*** TEXT TO READ

FlowER: Flow Matching for Electron Redistribution

Joonyoung F. Joung*, Mun Hong Fong*, Nicholas Casetti, Jordan P. Liles, Ne S. Dassanayake, Connor W. Coley

NOW blossomed in Nature!

“Electron flow matching for generative reaction mechanism prediction.” Nature 645, 115–123 (2025).
DOI: 10.1038/s41586-025-09426-9

🔔 [Update — May 29 2026]

This release uses only the new-data checkpoint, and the file layout described below reflects this new workflow.

Want the version published in Nature? Make sure you have already cloned this repository first, then fetch the tags and check out 2.0.0:

git fetch --tags
git checkout tags/2.0.0

Note: You must clone the repository first before running the commands above.

FlowER uses flow matching to model chemical reaction as a process of electron redistribution, conceptually aligns with arrow-pushing formalisms. It aims to capture the probabilistic nature of reactions with mass conservation where multiple outcomes are reached through branching mechanistic networks evolving in time.

Environment Setup

System requirements

Ubuntu: >= 16.04
conda: >= 4.0
GPU: at least 25GB Memory with CUDA >= 12.2

$ conda create -n flower python=3.10
$ conda activate flower
$ pip install -r requirements.txt

Data/Model preparation

FlowER is trained on a combination of subset of USPTO-FULL (Dai et al.), RmechDB and PmechDB (Baldi et al.).
To retrain/reproduce FlowER, download data.zip and checkpoints.zip from this link, unzip them, and place under FlowER/.

******
*** GIVEN DATA

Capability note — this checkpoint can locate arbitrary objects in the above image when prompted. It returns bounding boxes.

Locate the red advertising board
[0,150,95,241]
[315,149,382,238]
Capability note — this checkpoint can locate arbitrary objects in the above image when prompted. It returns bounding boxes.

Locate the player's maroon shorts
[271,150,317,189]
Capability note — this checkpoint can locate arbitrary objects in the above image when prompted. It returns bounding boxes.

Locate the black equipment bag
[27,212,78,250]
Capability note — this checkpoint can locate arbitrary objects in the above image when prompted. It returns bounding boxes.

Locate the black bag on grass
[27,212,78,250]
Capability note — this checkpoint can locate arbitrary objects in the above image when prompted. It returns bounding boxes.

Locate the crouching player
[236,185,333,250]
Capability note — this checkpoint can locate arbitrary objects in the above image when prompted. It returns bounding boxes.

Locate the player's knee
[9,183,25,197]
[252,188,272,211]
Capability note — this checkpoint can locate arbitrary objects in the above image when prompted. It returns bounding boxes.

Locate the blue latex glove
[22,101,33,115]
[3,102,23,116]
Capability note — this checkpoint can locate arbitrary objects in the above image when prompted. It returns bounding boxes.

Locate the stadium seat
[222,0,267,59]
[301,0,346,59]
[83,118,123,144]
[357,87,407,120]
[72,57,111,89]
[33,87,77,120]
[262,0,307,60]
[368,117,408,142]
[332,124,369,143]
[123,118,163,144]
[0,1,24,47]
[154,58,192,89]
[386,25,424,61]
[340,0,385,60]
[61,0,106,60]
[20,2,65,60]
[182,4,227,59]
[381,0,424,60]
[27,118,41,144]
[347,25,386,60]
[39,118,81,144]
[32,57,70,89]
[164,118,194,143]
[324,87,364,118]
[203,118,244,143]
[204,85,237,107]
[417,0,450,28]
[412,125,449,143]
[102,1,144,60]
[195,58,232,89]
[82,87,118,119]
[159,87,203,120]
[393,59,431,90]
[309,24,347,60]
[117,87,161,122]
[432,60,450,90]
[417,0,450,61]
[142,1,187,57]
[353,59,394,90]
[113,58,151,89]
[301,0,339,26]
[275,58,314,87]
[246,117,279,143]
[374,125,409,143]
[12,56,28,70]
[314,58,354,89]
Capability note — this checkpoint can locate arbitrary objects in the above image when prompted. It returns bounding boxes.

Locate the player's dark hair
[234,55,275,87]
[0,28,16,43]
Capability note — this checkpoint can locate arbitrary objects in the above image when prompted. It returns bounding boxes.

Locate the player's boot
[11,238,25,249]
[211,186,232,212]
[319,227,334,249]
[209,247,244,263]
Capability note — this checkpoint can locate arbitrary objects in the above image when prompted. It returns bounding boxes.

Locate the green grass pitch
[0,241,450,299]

******

- **YOUR TASK**:
Answer these questions using the FlowER text.
(a) Which tag should be checked out to get the version published in Nature?
(b) How much GPU memory does the system require?
(c) Which Python version is specified when creating the conda environment?

- **THE RESPONSE**:
(a) 2.0.0
(b) At least 25GB, with CUDA 12.2 or higher
(c) Python 3.10